[Selection start]

Created in 1986 by a group of San Francisco interactive artists, the Nevada Burning Man runs for a week and now attracts almost 50,000 people. Less festival than experimental community, it has 10 guiding principles: inclusion, gifting, decommodification, self-reliance, self-expression, communal effort, civic responsibility, leaving no trace, participation and immediacy.

Interactive art is still a focus, with giant creations of steel, wood and fire rising out of the desert. The burning of a 23-metre-high effigy marks the end of the week.

"Burner" culture has spread, with regional events in Spain, Italy, South Africa, New Zealand and now Australia.

The Bellingen event, which runs until Monday, has been limited to 700 people. Organisers want to start slowly before moving to the desert in 2013.

Despite this, the Australian version will not be a copycat, says a spokesman, Richard Martin. ''The regional events … embrace the unique cultural backdrop of their region," he told a Burning Man conference earlier this year.

[Selection end]

* Short task A *
According to the Burning Man passage, how many people is the Bellingen event limited to?
* Short task B *
Reproduce the entries below word for word, from the line containing "Find the textured" through the end of the entries.

[Records provided start]

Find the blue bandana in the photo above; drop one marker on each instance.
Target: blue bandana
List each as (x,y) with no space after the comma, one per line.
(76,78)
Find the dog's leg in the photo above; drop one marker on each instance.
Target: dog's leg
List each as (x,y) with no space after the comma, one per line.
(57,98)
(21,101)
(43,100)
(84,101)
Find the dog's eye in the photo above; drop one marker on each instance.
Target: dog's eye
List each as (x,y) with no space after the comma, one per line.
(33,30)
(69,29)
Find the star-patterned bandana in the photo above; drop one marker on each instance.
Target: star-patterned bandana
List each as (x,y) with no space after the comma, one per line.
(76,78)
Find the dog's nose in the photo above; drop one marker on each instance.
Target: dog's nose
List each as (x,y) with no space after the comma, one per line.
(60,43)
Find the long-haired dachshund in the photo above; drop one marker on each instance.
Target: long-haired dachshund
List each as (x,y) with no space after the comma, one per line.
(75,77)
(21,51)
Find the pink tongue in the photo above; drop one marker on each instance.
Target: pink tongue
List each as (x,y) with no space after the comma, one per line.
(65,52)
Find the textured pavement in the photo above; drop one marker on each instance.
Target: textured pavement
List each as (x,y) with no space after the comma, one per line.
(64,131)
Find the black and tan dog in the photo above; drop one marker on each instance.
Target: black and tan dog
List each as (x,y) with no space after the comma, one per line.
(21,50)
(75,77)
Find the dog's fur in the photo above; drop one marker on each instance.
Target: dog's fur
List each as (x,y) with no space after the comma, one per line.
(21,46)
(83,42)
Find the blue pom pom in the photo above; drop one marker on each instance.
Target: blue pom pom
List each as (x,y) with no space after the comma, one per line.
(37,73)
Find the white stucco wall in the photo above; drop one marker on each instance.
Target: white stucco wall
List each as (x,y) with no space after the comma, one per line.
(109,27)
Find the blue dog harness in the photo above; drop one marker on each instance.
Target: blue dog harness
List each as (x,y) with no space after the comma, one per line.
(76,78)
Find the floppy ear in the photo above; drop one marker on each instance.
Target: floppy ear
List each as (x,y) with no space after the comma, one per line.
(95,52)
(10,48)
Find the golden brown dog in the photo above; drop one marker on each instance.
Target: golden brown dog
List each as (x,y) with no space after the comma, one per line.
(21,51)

[Records provided end]

* Result A *
700 people.

* Result B *
Find the textured pavement in the photo above; drop one marker on each instance.
Target: textured pavement
List each as (x,y) with no space after the comma, one per line.
(64,131)
Find the black and tan dog in the photo above; drop one marker on each instance.
Target: black and tan dog
List each as (x,y) with no space after the comma, one per line.
(21,50)
(75,77)
Find the dog's fur in the photo above; drop one marker on each instance.
Target: dog's fur
List each as (x,y) with no space after the comma, one per line.
(21,46)
(83,42)
Find the blue pom pom in the photo above; drop one marker on each instance.
Target: blue pom pom
List each as (x,y) with no space after the comma, one per line.
(37,73)
Find the white stucco wall in the photo above; drop one marker on each instance.
Target: white stucco wall
List each as (x,y) with no space after the comma, one per line.
(109,27)
Find the blue dog harness in the photo above; drop one marker on each instance.
Target: blue dog harness
List each as (x,y) with no space after the comma, one per line.
(76,78)
Find the floppy ear in the photo above; drop one marker on each instance.
Target: floppy ear
List each as (x,y) with no space after the comma, one per line.
(95,52)
(10,48)
Find the golden brown dog in the photo above; drop one marker on each instance.
Target: golden brown dog
List each as (x,y) with no space after the comma, one per line.
(21,51)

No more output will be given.